Travail à faire
Remplacez « grand public » par « voisinage » dans le passage de l'extrait sur l'action extérieure de la femme qui commence à « Nous disons donc » et se termine à « l’intelligence largement ouverte. », puis recopiez ce passage.

Quebec History Marianopolis College


Date Published:
Février 2011

Documents of Quebec History / Documents de l'histoire du Québec

 

Le féminisme au Québec

Feminism in Québec

 

La femme et l’action extérieure

[1935]

La conclusion du premier travail est claire et certaine : c’est S. S. Pie XI qui la formule. Malgré toutes les difficultés d’application, elle n’en reste pas moins impérieuse. Parlant de la femme mariée – et l’immense majorité des jeunes filles s’acheminent vers cette situation – Léon Merklen dit dans le même sens :

« Un principe doit cependant être maintenu au-dessus de toute discussion : en vertu d’un contrat sacré, la femme est tenue, de droit divin, à se dévouer au bonheur de son mari et à l’éducation de ses enfants; si un second contrat l’empêche de tenir les obligations du premier, si son travail à l’usine l’empêche de réaliser ses devoirs d’épouse et d’éducatrice, aucune hésitation n’est possible, elle ne peut s’engager dans les liens d’un second contrat. »

Ne l’oublions pas : si de dures nécessités matérielles obligent la femme à s’évader de son foyer, elle fera tout son possible pour que ne dure pas indéfiniment cette situation anormale. C’est à la maison qu’est sa mission, son utilité, son bonheur. La grandeur d’un pays se mesure sur la valeur des hommes qui le composent; et le foyer reste, sous l’action de la mère qui en est l’âme, le creuset où s’élaborent les caractères.

Quand on parle de l’action extérieure de la femme, il n’est pas question de son emploi, soit au bureau, au magasin ou à l’usine; il s’agit d’une activité qui, normalement doit rayonner au dehors, car la femme, tout comme l’homme, est un être social, par conséquent, un être de lumière et d’influence.

Nous disons donc que l’action de la femme doit prendre trois formes différentes qui, en raison de leur importance, doivent se ranger dans l’ordre suivant : a) action familiale, b) action sociale, c) action catholique.

L’action de la femme à l’intérieur du foyer doit tenir, avons-nous dit, la première place dans son jugement et son affection. Pour remplir dignement sa tâche, elle devra observer, étudier, prendre contact avec les compagnes et, parfois, le grand public : cercles d’études, enseignement ménager, puériculture, etc. Elle le fera toujours avec ouverture de cœur et l’intelligence largement ouverte.

Lignes enregistrées
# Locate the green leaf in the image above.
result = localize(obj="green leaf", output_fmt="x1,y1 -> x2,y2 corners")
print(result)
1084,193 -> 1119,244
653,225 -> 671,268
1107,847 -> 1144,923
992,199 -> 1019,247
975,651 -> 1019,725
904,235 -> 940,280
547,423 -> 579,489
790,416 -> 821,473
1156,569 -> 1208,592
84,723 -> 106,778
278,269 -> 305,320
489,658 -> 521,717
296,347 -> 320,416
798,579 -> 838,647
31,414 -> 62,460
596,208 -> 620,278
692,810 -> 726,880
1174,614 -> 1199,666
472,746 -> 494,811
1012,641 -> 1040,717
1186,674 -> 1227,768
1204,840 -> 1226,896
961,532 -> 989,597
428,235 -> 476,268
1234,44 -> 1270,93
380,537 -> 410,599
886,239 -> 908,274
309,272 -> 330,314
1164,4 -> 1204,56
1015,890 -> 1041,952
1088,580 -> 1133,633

Exercice réalisé
Nous disons donc que l’action de la femme doit prendre trois formes différentes qui, en raison de leur importance, doivent se ranger dans l’ordre suivant : a) action familiale, b) action sociale, c) action catholique.

L’action de la femme à l’intérieur du foyer doit tenir, avons-nous dit, la première place dans son jugement et son affection. Pour remplir dignement sa tâche, elle devra observer, étudier, prendre contact avec les compagnes et, parfois, le voisinage : cercles d’études, enseignement ménager, puériculture, etc. Elle le fera toujours avec ouverture de cœur et l’intelligence largement ouverte.